**Text segment**
──────

Archive for March, 2011

23
Mar
11

What Do Dating Sites Offer?

Dating someone with whom you have common interests makes perfect sense. If you’re a sci-fi geek enthusiast, finding a mate who appreciates aliens and paranormal activities not only means you’ll likely enjoy the same movies and TV shows, but also that your significant other won’t ridicule you for suggesting the two of you attend the Star Trek convention.

However, after noticing the scores of different dating sites out there geared toward folks who share the same profession or hobbies, I wondered if singles who use these sites are being smart, by looking for someone who understands their passions, or ridiculous for putting so much emphasis on those things that have little to do with one’s character.

Is it self-centered to search for a guy on WeBothLikeSteak.com just to limit the chances that you’ll ever be pressured to eat a veggie burger?

Sure, it’s good to be on the same page about certain things, but isn’t it also good to expand your horizons, be challenged and grow?

Then again, maybe I’m reading too much into it. Maybe it is just about recreational activities and bonding over something that you both enjoy.

That beats the alternatives which are (1) your partner learning to tolerate love something in which he wasn’t initially interested or (2) you finding someone outside of your romantic relationship to hang with when you’re enjoying your favorite activity.

However, there’s also the possibility that it’s about acceptance.

If you’re a wine connoisseur who has endured criticism from a non-drinking potential suitor, you might decide to avoid that sting in the future by just dating people you know won’t judge you. If he’s just as into wine tastings and trips to the vineyard as you are, then you’ve eliminated that issue. He gets it.

In the end, isn’t that what most folks want out of a relationship: someone who accepts and understands their quarks and loves them anyway?

10
Mar
11

What Your Naked Pic Really Reveals

By now, you’ve probably seen the naked photo of R&B star Chris Brown that was allegedly “leaked” by one of his exes.

──────

**Set of tasks**
1 - Name every food or drink that the blog post on dating sites mentions.
2 - Resume the blog text on the Chris Brown photo, starting right after its last sentence.
The entries that follow have no connection to the blog text above.

**Listed entries**
──────

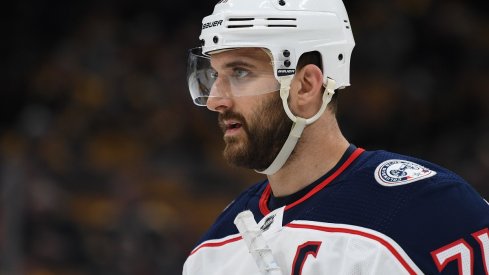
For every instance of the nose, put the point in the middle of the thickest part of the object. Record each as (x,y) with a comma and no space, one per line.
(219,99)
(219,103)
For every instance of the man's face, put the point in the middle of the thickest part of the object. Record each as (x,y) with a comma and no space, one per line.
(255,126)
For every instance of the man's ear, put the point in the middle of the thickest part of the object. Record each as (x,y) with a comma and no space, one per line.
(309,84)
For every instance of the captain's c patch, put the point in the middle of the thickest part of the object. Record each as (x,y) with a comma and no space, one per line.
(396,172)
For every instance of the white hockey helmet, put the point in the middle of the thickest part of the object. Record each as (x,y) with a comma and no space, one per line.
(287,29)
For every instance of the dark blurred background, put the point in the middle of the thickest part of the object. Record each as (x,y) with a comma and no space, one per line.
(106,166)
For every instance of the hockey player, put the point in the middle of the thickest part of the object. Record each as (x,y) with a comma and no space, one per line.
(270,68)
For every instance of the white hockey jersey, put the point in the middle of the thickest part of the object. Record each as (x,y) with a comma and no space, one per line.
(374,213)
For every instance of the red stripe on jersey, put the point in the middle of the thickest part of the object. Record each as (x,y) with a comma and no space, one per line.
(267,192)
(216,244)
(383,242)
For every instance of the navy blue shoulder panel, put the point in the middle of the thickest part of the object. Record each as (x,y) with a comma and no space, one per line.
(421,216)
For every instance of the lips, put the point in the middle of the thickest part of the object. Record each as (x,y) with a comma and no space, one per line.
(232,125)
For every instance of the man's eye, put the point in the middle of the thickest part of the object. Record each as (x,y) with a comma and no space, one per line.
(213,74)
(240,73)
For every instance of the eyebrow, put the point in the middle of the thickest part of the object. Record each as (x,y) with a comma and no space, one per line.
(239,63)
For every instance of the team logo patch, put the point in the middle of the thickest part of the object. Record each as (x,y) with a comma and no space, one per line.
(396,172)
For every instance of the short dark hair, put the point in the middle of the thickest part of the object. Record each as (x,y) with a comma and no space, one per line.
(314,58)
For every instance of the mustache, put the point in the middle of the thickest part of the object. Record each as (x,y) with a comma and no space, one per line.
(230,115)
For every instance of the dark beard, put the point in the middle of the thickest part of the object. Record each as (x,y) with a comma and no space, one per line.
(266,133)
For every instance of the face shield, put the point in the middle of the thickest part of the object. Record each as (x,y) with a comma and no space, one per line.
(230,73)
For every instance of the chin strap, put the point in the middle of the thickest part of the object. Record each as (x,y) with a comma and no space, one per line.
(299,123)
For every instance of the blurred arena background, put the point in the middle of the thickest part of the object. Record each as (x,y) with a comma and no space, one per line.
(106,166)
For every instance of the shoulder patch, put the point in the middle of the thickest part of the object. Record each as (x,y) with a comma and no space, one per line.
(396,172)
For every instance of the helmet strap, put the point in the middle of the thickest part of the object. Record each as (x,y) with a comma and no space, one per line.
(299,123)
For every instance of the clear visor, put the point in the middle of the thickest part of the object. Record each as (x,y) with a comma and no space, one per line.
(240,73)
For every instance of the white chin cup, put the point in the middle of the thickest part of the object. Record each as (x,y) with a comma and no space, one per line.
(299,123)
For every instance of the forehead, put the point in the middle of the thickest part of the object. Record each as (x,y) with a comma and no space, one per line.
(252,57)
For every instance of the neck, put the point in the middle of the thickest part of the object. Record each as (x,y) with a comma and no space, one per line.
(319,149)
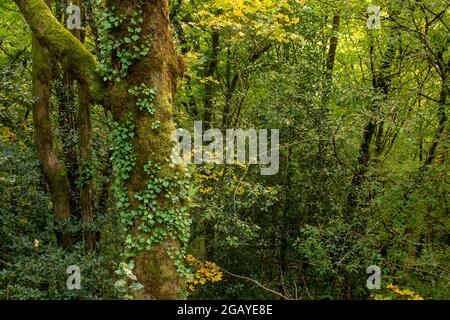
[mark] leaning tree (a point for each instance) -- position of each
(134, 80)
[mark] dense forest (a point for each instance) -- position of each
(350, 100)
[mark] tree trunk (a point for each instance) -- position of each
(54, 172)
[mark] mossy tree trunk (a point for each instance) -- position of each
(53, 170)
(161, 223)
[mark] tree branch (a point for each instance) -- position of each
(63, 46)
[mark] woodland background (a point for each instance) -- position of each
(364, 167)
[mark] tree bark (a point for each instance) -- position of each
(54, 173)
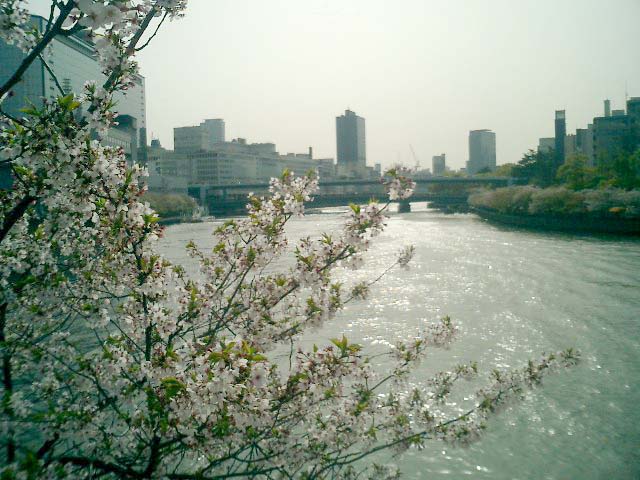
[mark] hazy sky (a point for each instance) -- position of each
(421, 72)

──────

**Answers provided**
1 - Steak, veggie burger, wine

2 -
Whether or not the photo was released by an ex or Chris himself is still in question, but it’s obvious that he’s the one who snapped the cell phone shot.

Seemingly alone and somewhat aroused, Chris felt the moment needed to be immortalized digitally. So, he did what any Atlanta pastor with a Jheri-curl would do, and he went to the bathroom to admire himself – and thought, “Why keep this to myself?”

How selfless.

I’m not going to overanalyze the situation, but here are five reasons why this is whack (not just for superstars).

1. It’s vain: I hope that everyone out there likes something about his or her appearance. I hope you love your height, or your smooth skin or your smile. Love you, but know that there is a line, and when you are overcome with the desire to share your assets with others – who probably haven’t asked – you’ve crossed the line from a healthy self-perception to narcissism.

2. It’s distracting: I’m sure the image of Chris’ naked body was distracting to many people – male and female – in several different ways. However, it’s clear that Chris, whose new album is coming out later this month, was not in the studio, writing songs, practicing dance moves or even taking anger management courses when he took the photo. Instead of working on his craft or himself, he was – as one of my cousins always says – worrying about the wrong thing.

3. It’s average: I mean, if you’re going to take a photo of yourself buck naked and send it out into the viral world, it should be something outstanding, unprecedented, awe-inspiring and unforgettable, in my opinion. I’m no expert, but I didn’t see anything that warranted a snapshot. One could argue that Chris is just another guy. His mega-career doesn’t guarantee a mega-member. I agree, but that begs the question: Why? Why take a photo at all?

4. It’s desperate: Are you looking for approval? Validation? Sex? Get a grip. I guess hundreds of fans posting flattering comments about your physique is an ego booster, but if you’re in need of a boost that big, then there might be other issues at hand. Instead of simply revering your reflection, a Stuart Smalley mirror moment might be more beneficial.

5. It’s dangerous. It’s a slippery slope. Once you start snapping and distributing nude photos of yourself, how far away are you from an actual sex tape? Is it like a gateway activity that leads to more risqué public behavior? How long will it be before he’s making out with women on a VH1 reality show, displaying no shame or self-control at all? Wait. I think I slipped into a Ray J rant.

To be clear, I’m not discouraging physically fit men from posting their nude photos online or texting them to ex-girlfriends, but know that more than just the goodies are being revealed. Such actions can offer a peek into one’s psyche, and although you can never really know what’s going on in someone else’s head, putting yourself out there like that, suggests quite a bit.